(Text)
Last week the lead article in our local newspaper brought tears to my eyes. I’d remembered the story while it was still happening in 1972. An eighth grade boy named Chris Millard had written a story called The Four Diamonds. He was a cancer patient and the Cancer Society was using his story, with his approval, of course, to raise funds. There were interviews, stories, and, later that year, the obituary when he died. He was courageous and greatly missed.
In following years, the story was told again. But I hadn’t heard too much about it in recent years. Until this year. The woman who had been his teacher realized that the current students knew nothing about his story. So she and the boy’s father told bits about it for the newspaper.
The teacher had asked her students to write an autobiography, but Chris told her, since he was so sick, and knew how the disease would end, didn’t really want to. She suggested he write whatever he wanted to, and he did. His father said he never showed his work in progress, but occasionally said, “I’ve got another diamond!”
Unfortunately, I’ve never read his story, The Four Diamonds. But I do know that it impressed everyone.
(End Text)
(Provided information)
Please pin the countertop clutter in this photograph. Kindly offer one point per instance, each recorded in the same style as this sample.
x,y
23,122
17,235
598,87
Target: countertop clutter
(End Provided information)
▶ Exercise objective
Copy out the piece above about Chris Millard and his story The Four Diamonds in full, word for word, with the same punctuation and paragraph breaks.

▶ Answer to this task
Last week the lead article in our local newspaper brought tears to my eyes. I’d remembered the story while it was still happening in 1972. An eighth grade boy named Chris Millard had written a story called The Four Diamonds. He was a cancer patient and the Cancer Society was using his story, with his approval, of course, to raise funds. There were interviews, stories, and, later that year, the obituary when he died. He was courageous and greatly missed.
In following years, the story was told again. But I hadn’t heard too much about it in recent years. Until this year. The woman who had been his teacher realized that the current students knew nothing about his story. So she and the boy’s father told bits about it for the newspaper.
The teacher had asked her students to write an autobiography, but Chris told her, since he was so sick, and knew how the disease would end, didn’t really want to. She suggested he write whatever he wanted to, and he did. His father said he never showed his work in progress, but occasionally said, “I’ve got another diamond!”
Unfortunately, I’ve never read his story, The Four Diamonds. But I do know that it impressed everyone.